Aim>
Rewrite every line of the records below as a Markdown table with two columns, Row and Line, where Row counts up from 1. Leave out blank lines.

Data supplied>
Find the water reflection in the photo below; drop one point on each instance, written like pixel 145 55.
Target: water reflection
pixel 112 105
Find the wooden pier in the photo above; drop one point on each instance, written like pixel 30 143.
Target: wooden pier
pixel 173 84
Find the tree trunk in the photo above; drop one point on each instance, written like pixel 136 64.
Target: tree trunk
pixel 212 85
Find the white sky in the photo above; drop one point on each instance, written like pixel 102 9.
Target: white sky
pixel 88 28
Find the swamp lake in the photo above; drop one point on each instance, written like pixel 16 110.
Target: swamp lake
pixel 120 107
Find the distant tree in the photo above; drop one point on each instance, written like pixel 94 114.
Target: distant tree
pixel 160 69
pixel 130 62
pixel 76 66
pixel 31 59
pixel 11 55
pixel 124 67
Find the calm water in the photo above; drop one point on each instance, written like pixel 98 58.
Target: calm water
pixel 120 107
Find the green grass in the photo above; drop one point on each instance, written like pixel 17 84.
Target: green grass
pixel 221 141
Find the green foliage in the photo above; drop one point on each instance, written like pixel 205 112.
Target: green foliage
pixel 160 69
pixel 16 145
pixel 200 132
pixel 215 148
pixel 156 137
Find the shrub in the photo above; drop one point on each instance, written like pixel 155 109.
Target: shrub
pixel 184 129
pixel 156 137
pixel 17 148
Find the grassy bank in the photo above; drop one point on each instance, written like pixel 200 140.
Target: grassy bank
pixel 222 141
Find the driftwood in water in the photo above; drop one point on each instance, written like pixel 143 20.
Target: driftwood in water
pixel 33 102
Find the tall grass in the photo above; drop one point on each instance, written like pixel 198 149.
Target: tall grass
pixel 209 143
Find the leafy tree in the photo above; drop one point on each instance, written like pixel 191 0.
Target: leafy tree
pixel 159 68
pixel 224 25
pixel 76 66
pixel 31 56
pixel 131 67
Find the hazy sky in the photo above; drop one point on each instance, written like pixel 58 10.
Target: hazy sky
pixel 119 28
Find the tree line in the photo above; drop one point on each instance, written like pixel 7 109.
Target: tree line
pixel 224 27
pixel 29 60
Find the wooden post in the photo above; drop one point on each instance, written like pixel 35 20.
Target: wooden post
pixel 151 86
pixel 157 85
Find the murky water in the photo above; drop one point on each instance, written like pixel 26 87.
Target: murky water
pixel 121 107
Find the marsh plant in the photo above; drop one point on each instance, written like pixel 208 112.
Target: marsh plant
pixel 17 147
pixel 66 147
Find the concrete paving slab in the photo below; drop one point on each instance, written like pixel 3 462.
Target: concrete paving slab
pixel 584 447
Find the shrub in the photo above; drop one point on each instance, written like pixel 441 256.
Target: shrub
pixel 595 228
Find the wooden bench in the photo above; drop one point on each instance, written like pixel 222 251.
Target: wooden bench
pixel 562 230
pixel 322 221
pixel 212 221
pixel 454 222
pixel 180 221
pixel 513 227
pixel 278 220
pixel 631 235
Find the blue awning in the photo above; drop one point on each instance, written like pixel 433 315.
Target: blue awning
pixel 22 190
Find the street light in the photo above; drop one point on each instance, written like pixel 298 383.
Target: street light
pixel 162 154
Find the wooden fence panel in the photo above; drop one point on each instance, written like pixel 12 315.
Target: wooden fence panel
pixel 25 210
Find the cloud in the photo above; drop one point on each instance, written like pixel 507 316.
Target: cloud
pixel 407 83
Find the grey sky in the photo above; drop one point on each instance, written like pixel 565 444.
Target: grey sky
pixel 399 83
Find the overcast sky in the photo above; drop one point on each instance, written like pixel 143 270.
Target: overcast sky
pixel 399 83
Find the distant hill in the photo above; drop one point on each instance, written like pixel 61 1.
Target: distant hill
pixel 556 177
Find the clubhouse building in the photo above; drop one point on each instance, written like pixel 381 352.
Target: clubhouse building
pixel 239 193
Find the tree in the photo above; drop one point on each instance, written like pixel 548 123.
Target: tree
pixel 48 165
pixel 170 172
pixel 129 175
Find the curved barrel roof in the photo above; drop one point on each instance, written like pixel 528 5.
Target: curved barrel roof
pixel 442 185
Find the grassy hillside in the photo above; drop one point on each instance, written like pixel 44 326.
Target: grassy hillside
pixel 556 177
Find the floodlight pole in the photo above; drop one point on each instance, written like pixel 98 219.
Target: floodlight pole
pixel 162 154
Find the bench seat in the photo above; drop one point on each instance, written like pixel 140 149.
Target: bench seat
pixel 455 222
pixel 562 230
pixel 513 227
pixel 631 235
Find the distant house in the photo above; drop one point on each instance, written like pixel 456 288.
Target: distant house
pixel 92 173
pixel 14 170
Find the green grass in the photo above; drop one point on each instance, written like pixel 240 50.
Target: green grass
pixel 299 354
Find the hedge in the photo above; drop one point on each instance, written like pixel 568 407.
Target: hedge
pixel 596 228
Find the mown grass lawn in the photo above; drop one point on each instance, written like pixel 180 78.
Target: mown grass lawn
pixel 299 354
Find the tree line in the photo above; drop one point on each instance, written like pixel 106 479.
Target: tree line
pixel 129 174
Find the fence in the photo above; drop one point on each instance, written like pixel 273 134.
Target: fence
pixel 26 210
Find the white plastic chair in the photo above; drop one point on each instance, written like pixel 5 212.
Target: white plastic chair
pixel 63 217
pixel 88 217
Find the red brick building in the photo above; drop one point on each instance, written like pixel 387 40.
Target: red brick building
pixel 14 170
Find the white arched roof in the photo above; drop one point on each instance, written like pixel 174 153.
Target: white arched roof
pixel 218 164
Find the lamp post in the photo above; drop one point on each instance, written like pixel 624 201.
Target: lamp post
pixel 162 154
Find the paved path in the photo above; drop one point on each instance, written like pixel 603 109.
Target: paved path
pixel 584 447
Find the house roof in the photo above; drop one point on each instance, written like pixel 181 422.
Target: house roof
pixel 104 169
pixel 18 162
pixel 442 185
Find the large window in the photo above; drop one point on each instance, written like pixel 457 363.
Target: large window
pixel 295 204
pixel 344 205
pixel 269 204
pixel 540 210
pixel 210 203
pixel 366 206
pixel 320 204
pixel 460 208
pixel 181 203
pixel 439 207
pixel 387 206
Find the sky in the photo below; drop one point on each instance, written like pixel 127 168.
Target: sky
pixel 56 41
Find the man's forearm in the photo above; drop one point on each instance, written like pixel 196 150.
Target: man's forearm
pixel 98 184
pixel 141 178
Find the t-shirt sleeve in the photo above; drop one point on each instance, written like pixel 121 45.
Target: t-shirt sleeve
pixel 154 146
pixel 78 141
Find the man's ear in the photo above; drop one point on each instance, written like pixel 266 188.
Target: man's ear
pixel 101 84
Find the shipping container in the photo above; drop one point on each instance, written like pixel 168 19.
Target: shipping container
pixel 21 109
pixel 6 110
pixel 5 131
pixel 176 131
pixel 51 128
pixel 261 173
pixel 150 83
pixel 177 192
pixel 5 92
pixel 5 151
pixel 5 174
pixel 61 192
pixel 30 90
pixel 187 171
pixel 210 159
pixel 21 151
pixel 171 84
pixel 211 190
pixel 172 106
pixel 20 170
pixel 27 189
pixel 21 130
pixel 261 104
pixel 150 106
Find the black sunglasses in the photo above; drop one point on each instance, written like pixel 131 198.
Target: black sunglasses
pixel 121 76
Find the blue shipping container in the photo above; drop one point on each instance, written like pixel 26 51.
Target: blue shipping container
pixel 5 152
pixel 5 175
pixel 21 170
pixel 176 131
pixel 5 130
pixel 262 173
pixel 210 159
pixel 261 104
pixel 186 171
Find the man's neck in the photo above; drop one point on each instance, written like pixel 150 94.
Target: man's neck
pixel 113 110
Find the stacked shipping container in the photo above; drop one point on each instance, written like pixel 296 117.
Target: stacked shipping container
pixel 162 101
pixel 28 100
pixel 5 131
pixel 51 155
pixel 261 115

Output of the task>
| Row | Line |
|---|---|
| 1 | Find the water reflection in the photo below; drop one point on each instance, written like pixel 145 55. |
| 2 | Target: water reflection |
| 3 | pixel 112 105 |
| 4 | Find the wooden pier in the photo above; drop one point on each instance, written like pixel 30 143. |
| 5 | Target: wooden pier |
| 6 | pixel 173 84 |
| 7 | Find the tree trunk in the photo above; drop one point on each instance, written like pixel 136 64. |
| 8 | Target: tree trunk |
| 9 | pixel 212 85 |
| 10 | Find the white sky in the photo above; drop one point on each instance, written like pixel 102 9. |
| 11 | Target: white sky |
| 12 | pixel 88 28 |
| 13 | Find the swamp lake in the photo above; drop one point on each instance, written like pixel 16 110. |
| 14 | Target: swamp lake |
| 15 | pixel 120 107 |
| 16 | Find the distant tree in the photo above; drop one point on each instance, written like pixel 94 114. |
| 17 | Target: distant tree |
| 18 | pixel 160 69 |
| 19 | pixel 130 62 |
| 20 | pixel 76 66 |
| 21 | pixel 31 59 |
| 22 | pixel 11 55 |
| 23 | pixel 124 67 |
| 24 | Find the calm water in the photo above; drop one point on each instance, written like pixel 98 58. |
| 25 | Target: calm water |
| 26 | pixel 120 107 |
| 27 | Find the green grass in the photo above; drop one point on each instance, written like pixel 17 84. |
| 28 | Target: green grass |
| 29 | pixel 221 141 |
| 30 | Find the green foliage in the photo above; drop one point on each instance, written like pixel 205 112. |
| 31 | Target: green foliage |
| 32 | pixel 160 69 |
| 33 | pixel 16 145 |
| 34 | pixel 200 132 |
| 35 | pixel 215 148 |
| 36 | pixel 156 137 |
| 37 | Find the shrub in the photo above; drop one point on each instance, written like pixel 155 109. |
| 38 | Target: shrub |
| 39 | pixel 184 129 |
| 40 | pixel 156 137 |
| 41 | pixel 17 148 |
| 42 | Find the grassy bank in the photo above; drop one point on each instance, written like pixel 200 140. |
| 43 | Target: grassy bank |
| 44 | pixel 222 141 |
| 45 | Find the driftwood in water in the photo above; drop one point on each instance, written like pixel 143 20. |
| 46 | Target: driftwood in water |
| 47 | pixel 33 102 |
| 48 | Find the tall grass in the photo above; drop one point on each instance, written like pixel 198 149. |
| 49 | Target: tall grass |
| 50 | pixel 209 143 |
| 51 | Find the leafy tree in the photo above; drop one point on each instance, written like pixel 191 0. |
| 52 | Target: leafy tree |
| 53 | pixel 159 68 |
| 54 | pixel 224 25 |
| 55 | pixel 76 66 |
| 56 | pixel 31 56 |
| 57 | pixel 131 67 |
| 58 | Find the hazy sky in the photo above; drop one point on each instance, written like pixel 58 10. |
| 59 | Target: hazy sky |
| 60 | pixel 119 28 |
| 61 | Find the tree line in the photo above; drop one point on each instance, written like pixel 7 109. |
| 62 | Target: tree line |
| 63 | pixel 224 27 |
| 64 | pixel 29 60 |
| 65 | Find the wooden post in the photo above; drop one point on each instance, written like pixel 35 20. |
| 66 | Target: wooden post |
| 67 | pixel 151 86 |
| 68 | pixel 157 85 |
| 69 | Find the murky water in the photo above; drop one point on each instance, written like pixel 26 87. |
| 70 | Target: murky water |
| 71 | pixel 121 107 |
| 72 | Find the marsh plant in the photo above; drop one point on each instance, written like pixel 208 112. |
| 73 | Target: marsh plant |
| 74 | pixel 17 147 |
| 75 | pixel 66 147 |
| 76 | Find the concrete paving slab in the photo below; drop one point on each instance, written like pixel 3 462. |
| 77 | Target: concrete paving slab |
| 78 | pixel 584 447 |
| 79 | Find the shrub in the photo above; drop one point on each instance, written like pixel 441 256. |
| 80 | Target: shrub |
| 81 | pixel 595 228 |
| 82 | Find the wooden bench in the photo above; drop one point on each instance, written like pixel 222 251. |
| 83 | Target: wooden bench |
| 84 | pixel 562 230 |
| 85 | pixel 322 221 |
| 86 | pixel 212 221 |
| 87 | pixel 454 222 |
| 88 | pixel 180 221 |
| 89 | pixel 513 227 |
| 90 | pixel 278 220 |
| 91 | pixel 631 235 |
| 92 | Find the blue awning in the photo above; drop one point on each instance, written like pixel 433 315. |
| 93 | Target: blue awning |
| 94 | pixel 22 190 |
| 95 | Find the street light in the photo above; drop one point on each instance, written like pixel 298 383. |
| 96 | Target: street light |
| 97 | pixel 162 154 |
| 98 | Find the wooden fence panel in the photo above; drop one point on each instance, written like pixel 12 315. |
| 99 | Target: wooden fence panel |
| 100 | pixel 25 210 |
| 101 | Find the cloud in the photo above; drop one point on each instance, written like pixel 507 316. |
| 102 | Target: cloud |
| 103 | pixel 407 83 |
| 104 | Find the grey sky in the photo above; drop one point on each instance, written like pixel 565 444. |
| 105 | Target: grey sky |
| 106 | pixel 399 83 |
| 107 | Find the overcast sky in the photo above; drop one point on each instance, written like pixel 143 270. |
| 108 | Target: overcast sky |
| 109 | pixel 399 83 |
| 110 | Find the distant hill in the photo above; drop one point on each instance, written like pixel 61 1. |
| 111 | Target: distant hill |
| 112 | pixel 556 177 |
| 113 | Find the clubhouse building in the photo above; drop one point on each instance, written like pixel 381 352. |
| 114 | Target: clubhouse building |
| 115 | pixel 239 193 |
| 116 | Find the tree in the photo above; drop one point on each instance, written like pixel 548 123. |
| 117 | Target: tree |
| 118 | pixel 48 165 |
| 119 | pixel 170 172 |
| 120 | pixel 129 175 |
| 121 | Find the curved barrel roof in the photo above; drop one point on each instance, written like pixel 528 5. |
| 122 | Target: curved barrel roof |
| 123 | pixel 442 185 |
| 124 | Find the grassy hillside in the photo above; drop one point on each instance, written like pixel 44 326. |
| 125 | Target: grassy hillside |
| 126 | pixel 556 177 |
| 127 | Find the floodlight pole in the photo above; drop one point on each instance, written like pixel 98 219. |
| 128 | Target: floodlight pole |
| 129 | pixel 162 154 |
| 130 | Find the bench seat in the photo above; drop one point on each instance, written like pixel 140 149. |
| 131 | Target: bench seat |
| 132 | pixel 455 222 |
| 133 | pixel 562 230 |
| 134 | pixel 513 227 |
| 135 | pixel 631 235 |
| 136 | Find the distant house in the photo above; drop one point on each instance, written like pixel 456 288. |
| 137 | Target: distant house |
| 138 | pixel 92 173 |
| 139 | pixel 14 170 |
| 140 | Find the green grass in the photo above; drop one point on each instance, written like pixel 240 50. |
| 141 | Target: green grass |
| 142 | pixel 299 354 |
| 143 | Find the hedge in the photo above; drop one point on each instance, written like pixel 568 407. |
| 144 | Target: hedge |
| 145 | pixel 596 228 |
| 146 | Find the mown grass lawn in the photo above; drop one point on each instance, written like pixel 180 78. |
| 147 | Target: mown grass lawn |
| 148 | pixel 299 354 |
| 149 | Find the tree line in the photo above; drop one point on each instance, written like pixel 106 479. |
| 150 | Target: tree line |
| 151 | pixel 129 174 |
| 152 | Find the fence in the photo above; drop one point on each instance, written like pixel 273 134. |
| 153 | Target: fence |
| 154 | pixel 26 210 |
| 155 | Find the white plastic chair in the photo above; drop one point on each instance, written like pixel 5 212. |
| 156 | Target: white plastic chair |
| 157 | pixel 63 217 |
| 158 | pixel 88 217 |
| 159 | Find the red brick building in the photo above; drop one point on each instance, written like pixel 387 40. |
| 160 | Target: red brick building |
| 161 | pixel 14 170 |
| 162 | Find the white arched roof in the photo above; drop one point on each instance, written like pixel 174 153. |
| 163 | Target: white arched roof |
| 164 | pixel 218 164 |
| 165 | Find the lamp post in the photo above; drop one point on each instance, written like pixel 624 201. |
| 166 | Target: lamp post |
| 167 | pixel 162 154 |
| 168 | Find the paved path in the photo above; drop one point on each instance, written like pixel 603 109. |
| 169 | Target: paved path |
| 170 | pixel 584 447 |
| 171 | Find the house roof in the photo above; drop one point on each instance, written like pixel 181 422. |
| 172 | Target: house roof |
| 173 | pixel 104 169 |
| 174 | pixel 18 162 |
| 175 | pixel 442 185 |
| 176 | Find the large window in the photo above; drop one point on each instance, written like pixel 457 363. |
| 177 | Target: large window |
| 178 | pixel 295 204 |
| 179 | pixel 344 205 |
| 180 | pixel 269 204 |
| 181 | pixel 540 210 |
| 182 | pixel 210 203 |
| 183 | pixel 366 206 |
| 184 | pixel 320 204 |
| 185 | pixel 460 208 |
| 186 | pixel 181 203 |
| 187 | pixel 439 207 |
| 188 | pixel 387 206 |
| 189 | Find the sky in the photo below; drop one point on each instance, written like pixel 127 168. |
| 190 | Target: sky |
| 191 | pixel 56 41 |
| 192 | Find the man's forearm in the photo above; drop one point on each instance, written like pixel 196 150. |
| 193 | Target: man's forearm |
| 194 | pixel 98 184 |
| 195 | pixel 141 178 |
| 196 | Find the t-shirt sleeve in the photo above; drop one point on each instance, written like pixel 121 45. |
| 197 | Target: t-shirt sleeve |
| 198 | pixel 154 146 |
| 199 | pixel 78 141 |
| 200 | Find the man's ear in the photo above; drop one point on each instance, written like pixel 266 188. |
| 201 | Target: man's ear |
| 202 | pixel 101 84 |
| 203 | Find the shipping container in the photo above; drop one point on each instance, written like pixel 168 19. |
| 204 | Target: shipping container |
| 205 | pixel 21 109 |
| 206 | pixel 6 110 |
| 207 | pixel 5 131 |
| 208 | pixel 176 131 |
| 209 | pixel 51 128 |
| 210 | pixel 261 173 |
| 211 | pixel 150 83 |
| 212 | pixel 177 192 |
| 213 | pixel 5 92 |
| 214 | pixel 5 151 |
| 215 | pixel 5 174 |
| 216 | pixel 61 192 |
| 217 | pixel 30 90 |
| 218 | pixel 187 171 |
| 219 | pixel 210 159 |
| 220 | pixel 21 151 |
| 221 | pixel 171 84 |
| 222 | pixel 211 190 |
| 223 | pixel 172 106 |
| 224 | pixel 20 170 |
| 225 | pixel 27 189 |
| 226 | pixel 21 130 |
| 227 | pixel 261 104 |
| 228 | pixel 150 106 |
| 229 | Find the black sunglasses in the photo above; drop one point on each instance, written like pixel 131 198. |
| 230 | Target: black sunglasses |
| 231 | pixel 121 76 |
| 232 | Find the blue shipping container in the photo above; drop one point on each instance, written like pixel 26 51. |
| 233 | Target: blue shipping container |
| 234 | pixel 5 152 |
| 235 | pixel 5 175 |
| 236 | pixel 21 170 |
| 237 | pixel 176 131 |
| 238 | pixel 5 130 |
| 239 | pixel 262 173 |
| 240 | pixel 210 159 |
| 241 | pixel 261 104 |
| 242 | pixel 186 171 |
| 243 | Find the man's neck in the photo above; drop one point on each instance, written like pixel 150 94. |
| 244 | Target: man's neck |
| 245 | pixel 113 110 |
| 246 | Find the stacked shipping container in the photo above; drop one point on each instance, written like pixel 296 117. |
| 247 | Target: stacked shipping container |
| 248 | pixel 162 101 |
| 249 | pixel 28 100 |
| 250 | pixel 5 131 |
| 251 | pixel 51 155 |
| 252 | pixel 261 115 |